[DESCRIPTION OF THE TASK] Please copy out every one of the records below word for word, leaving the pictures out.
====== PROVIDED MATERIAL
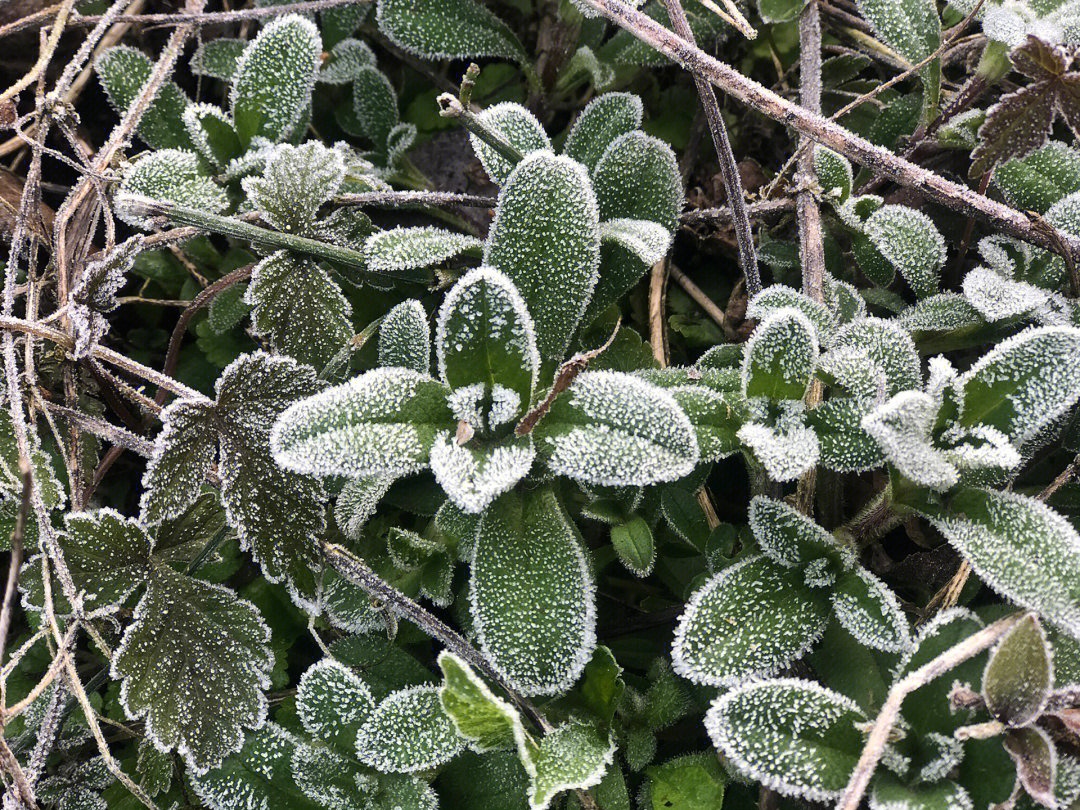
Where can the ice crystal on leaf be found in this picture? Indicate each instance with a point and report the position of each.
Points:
(193, 663)
(405, 339)
(611, 429)
(545, 238)
(271, 90)
(539, 637)
(408, 731)
(750, 620)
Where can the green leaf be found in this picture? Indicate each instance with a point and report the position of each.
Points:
(405, 339)
(488, 723)
(274, 76)
(634, 545)
(123, 71)
(575, 755)
(794, 737)
(298, 308)
(407, 732)
(518, 127)
(334, 703)
(539, 637)
(545, 239)
(611, 429)
(108, 556)
(259, 775)
(688, 782)
(868, 609)
(172, 175)
(781, 355)
(1020, 674)
(751, 620)
(381, 422)
(485, 338)
(1024, 383)
(602, 121)
(448, 29)
(414, 248)
(636, 177)
(909, 241)
(193, 663)
(1021, 548)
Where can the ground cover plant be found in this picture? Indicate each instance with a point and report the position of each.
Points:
(531, 404)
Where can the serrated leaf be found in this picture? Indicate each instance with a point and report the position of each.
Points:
(545, 239)
(781, 355)
(540, 637)
(603, 120)
(193, 663)
(381, 422)
(295, 183)
(794, 737)
(487, 721)
(518, 127)
(1024, 382)
(1020, 674)
(912, 243)
(575, 755)
(750, 620)
(123, 71)
(611, 429)
(298, 308)
(458, 29)
(407, 732)
(1021, 548)
(274, 76)
(172, 175)
(414, 248)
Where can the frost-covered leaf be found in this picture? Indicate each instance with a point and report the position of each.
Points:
(790, 538)
(574, 755)
(123, 71)
(647, 240)
(413, 248)
(447, 29)
(298, 308)
(94, 294)
(781, 355)
(408, 731)
(1021, 548)
(217, 57)
(912, 243)
(108, 556)
(474, 476)
(868, 610)
(601, 122)
(172, 175)
(611, 429)
(518, 127)
(405, 339)
(1020, 674)
(486, 720)
(1024, 383)
(334, 703)
(295, 183)
(541, 636)
(259, 775)
(794, 737)
(636, 177)
(271, 90)
(381, 422)
(193, 663)
(751, 620)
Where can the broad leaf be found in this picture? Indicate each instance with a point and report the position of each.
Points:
(539, 637)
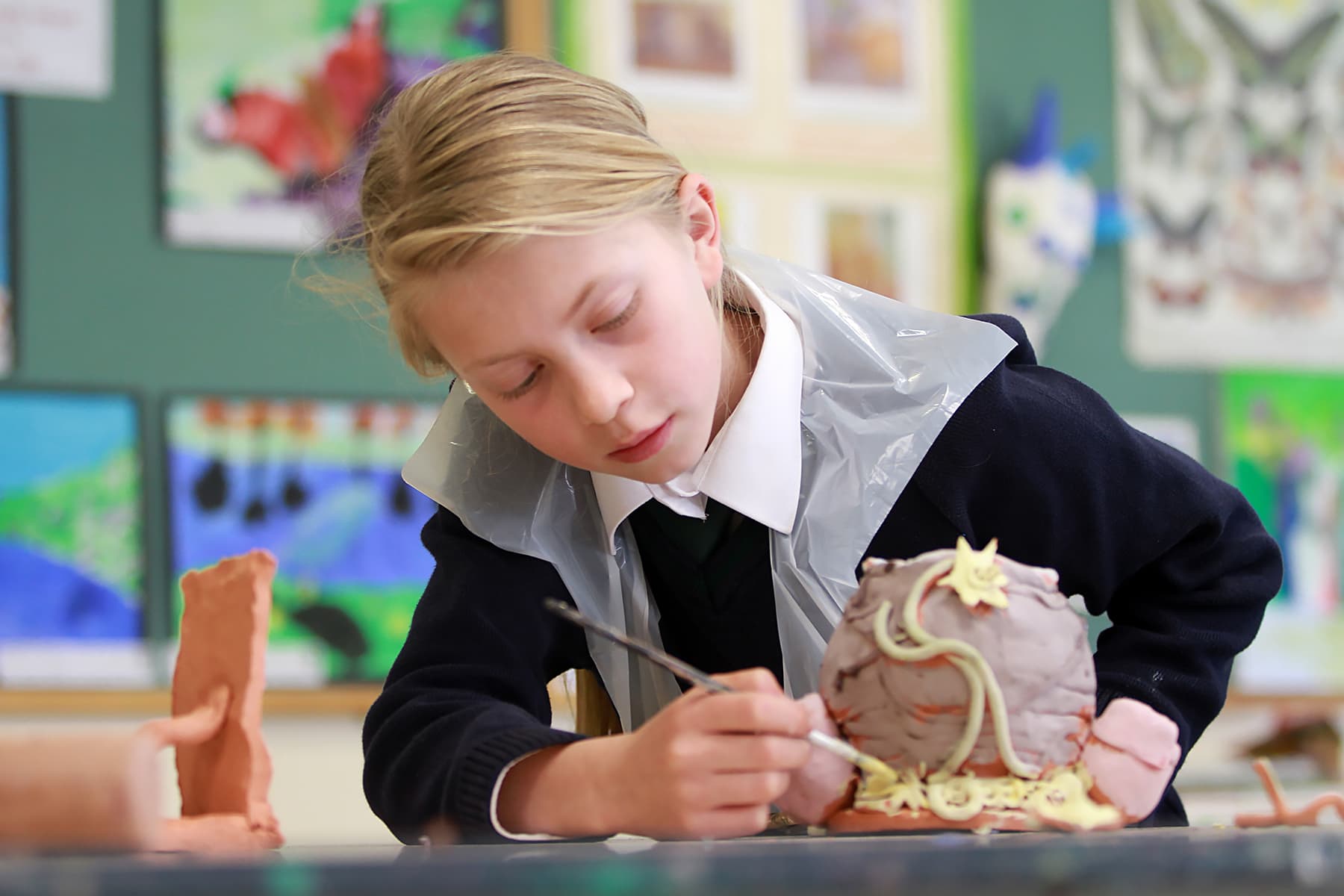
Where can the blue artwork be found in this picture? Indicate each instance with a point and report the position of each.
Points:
============
[COMPLETED TASK]
Where can the ice crystal on leaf be found in this picture? Indicate each instance with a point and report the position of each.
Points:
(193, 663)
(405, 339)
(611, 429)
(545, 238)
(271, 90)
(539, 637)
(408, 731)
(750, 620)
Where can the green leaf be found in this picture? Indicate each instance with a point and report the position of each.
Points:
(405, 339)
(488, 723)
(274, 76)
(634, 545)
(123, 71)
(575, 755)
(794, 737)
(298, 308)
(407, 732)
(518, 127)
(334, 703)
(539, 637)
(545, 239)
(611, 429)
(108, 556)
(259, 775)
(688, 782)
(868, 609)
(172, 175)
(781, 355)
(1020, 674)
(751, 620)
(381, 422)
(485, 338)
(1024, 383)
(602, 121)
(448, 29)
(414, 248)
(636, 177)
(909, 241)
(193, 663)
(1021, 548)
Where can the ground cover plant be found in this picture? Indicate each instance with a point and report the position of each.
Points:
(531, 404)
Where can the serrated leaf be found in this picture? Indicate each instance with a point and report the position of each.
Points:
(545, 239)
(781, 355)
(540, 637)
(603, 120)
(193, 663)
(381, 422)
(295, 183)
(794, 737)
(487, 721)
(518, 127)
(1024, 382)
(1020, 674)
(912, 243)
(575, 755)
(750, 620)
(123, 71)
(611, 429)
(298, 308)
(458, 29)
(407, 732)
(1021, 548)
(274, 76)
(172, 175)
(414, 248)
Where can the frost-covered leaf be found in this picture? Indicate each instance with a point and report the position of each.
Points:
(790, 538)
(574, 755)
(123, 71)
(647, 240)
(413, 248)
(447, 29)
(298, 308)
(94, 294)
(781, 355)
(408, 731)
(1021, 548)
(217, 57)
(912, 243)
(108, 556)
(474, 476)
(868, 610)
(601, 122)
(172, 175)
(611, 429)
(518, 127)
(405, 339)
(1020, 674)
(486, 720)
(1024, 383)
(334, 703)
(295, 183)
(541, 636)
(259, 775)
(794, 737)
(636, 177)
(271, 90)
(381, 422)
(193, 663)
(751, 620)
Where can the broad leaf be found in this picture? Indicate each instance with a point and report the position of each.
Points:
(539, 637)
Where can the blue artwork be found in this picture? Indicate each instance with a point and report the position of each.
Points:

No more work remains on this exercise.